The problem
Search the material and gather each line with "building" in it.
((
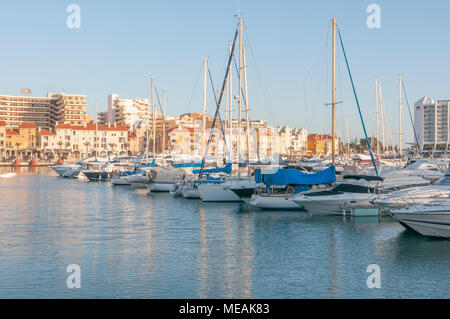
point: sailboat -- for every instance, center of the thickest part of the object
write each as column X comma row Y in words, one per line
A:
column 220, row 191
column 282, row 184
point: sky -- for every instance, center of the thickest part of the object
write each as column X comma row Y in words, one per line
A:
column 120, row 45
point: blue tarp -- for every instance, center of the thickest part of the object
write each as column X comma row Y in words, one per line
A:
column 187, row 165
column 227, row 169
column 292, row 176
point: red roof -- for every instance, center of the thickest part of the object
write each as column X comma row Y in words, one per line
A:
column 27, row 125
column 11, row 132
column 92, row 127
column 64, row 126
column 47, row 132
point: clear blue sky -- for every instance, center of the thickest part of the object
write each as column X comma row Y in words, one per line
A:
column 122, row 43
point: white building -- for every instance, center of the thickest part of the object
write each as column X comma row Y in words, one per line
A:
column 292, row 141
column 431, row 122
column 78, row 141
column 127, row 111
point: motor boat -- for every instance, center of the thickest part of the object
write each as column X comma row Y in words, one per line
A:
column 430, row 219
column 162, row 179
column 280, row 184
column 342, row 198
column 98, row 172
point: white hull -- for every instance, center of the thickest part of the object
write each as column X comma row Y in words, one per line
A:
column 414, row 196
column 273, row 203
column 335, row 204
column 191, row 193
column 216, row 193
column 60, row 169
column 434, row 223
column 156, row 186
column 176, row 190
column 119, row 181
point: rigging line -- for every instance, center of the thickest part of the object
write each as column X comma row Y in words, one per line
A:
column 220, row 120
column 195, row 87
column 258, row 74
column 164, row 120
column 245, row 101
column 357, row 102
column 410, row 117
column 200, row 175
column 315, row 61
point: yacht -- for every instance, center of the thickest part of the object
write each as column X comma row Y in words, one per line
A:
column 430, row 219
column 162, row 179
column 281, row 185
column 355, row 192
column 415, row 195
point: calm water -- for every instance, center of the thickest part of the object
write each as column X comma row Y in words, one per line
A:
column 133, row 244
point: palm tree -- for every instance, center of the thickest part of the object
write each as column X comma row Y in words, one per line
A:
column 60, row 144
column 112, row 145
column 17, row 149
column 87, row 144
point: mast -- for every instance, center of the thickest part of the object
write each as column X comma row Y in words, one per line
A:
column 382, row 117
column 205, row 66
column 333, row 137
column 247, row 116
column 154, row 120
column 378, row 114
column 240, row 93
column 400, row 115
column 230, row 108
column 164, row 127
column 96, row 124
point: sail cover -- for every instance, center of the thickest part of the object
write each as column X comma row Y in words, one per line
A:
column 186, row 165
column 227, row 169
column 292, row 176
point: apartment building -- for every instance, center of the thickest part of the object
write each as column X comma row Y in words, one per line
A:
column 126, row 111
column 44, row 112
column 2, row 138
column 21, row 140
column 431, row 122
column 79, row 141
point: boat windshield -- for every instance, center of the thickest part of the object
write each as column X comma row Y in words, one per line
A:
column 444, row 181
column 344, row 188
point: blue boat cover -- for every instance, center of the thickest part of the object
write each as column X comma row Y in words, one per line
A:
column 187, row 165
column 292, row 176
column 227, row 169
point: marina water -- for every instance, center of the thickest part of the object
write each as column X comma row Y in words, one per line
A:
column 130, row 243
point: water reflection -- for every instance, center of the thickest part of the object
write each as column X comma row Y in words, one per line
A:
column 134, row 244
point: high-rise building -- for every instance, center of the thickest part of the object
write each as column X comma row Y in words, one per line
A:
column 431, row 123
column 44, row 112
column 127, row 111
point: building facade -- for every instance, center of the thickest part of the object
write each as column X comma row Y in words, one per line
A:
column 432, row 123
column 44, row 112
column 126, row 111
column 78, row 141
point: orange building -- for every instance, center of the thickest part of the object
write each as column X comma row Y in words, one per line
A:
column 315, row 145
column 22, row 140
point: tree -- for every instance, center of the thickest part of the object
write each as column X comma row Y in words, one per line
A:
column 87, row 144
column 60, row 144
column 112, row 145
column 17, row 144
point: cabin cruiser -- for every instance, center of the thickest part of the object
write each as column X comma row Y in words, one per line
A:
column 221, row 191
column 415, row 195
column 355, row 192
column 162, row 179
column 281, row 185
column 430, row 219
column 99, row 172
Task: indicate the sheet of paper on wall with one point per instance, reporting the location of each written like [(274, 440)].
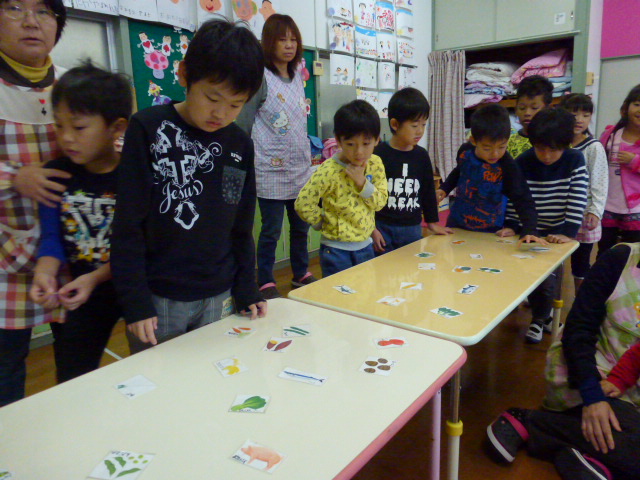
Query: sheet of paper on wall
))
Written response
point: white building -- for every instance, center of the thickest part of the object
point: apartment building -- for every instance, center of the thickest part of the object
point: high-rise building -- for every instance, center of the thickest part of the object
point: building facade -- for every instance, center of the thickest part of the object
point: orange building -- for every instance, center of the thickest part of the object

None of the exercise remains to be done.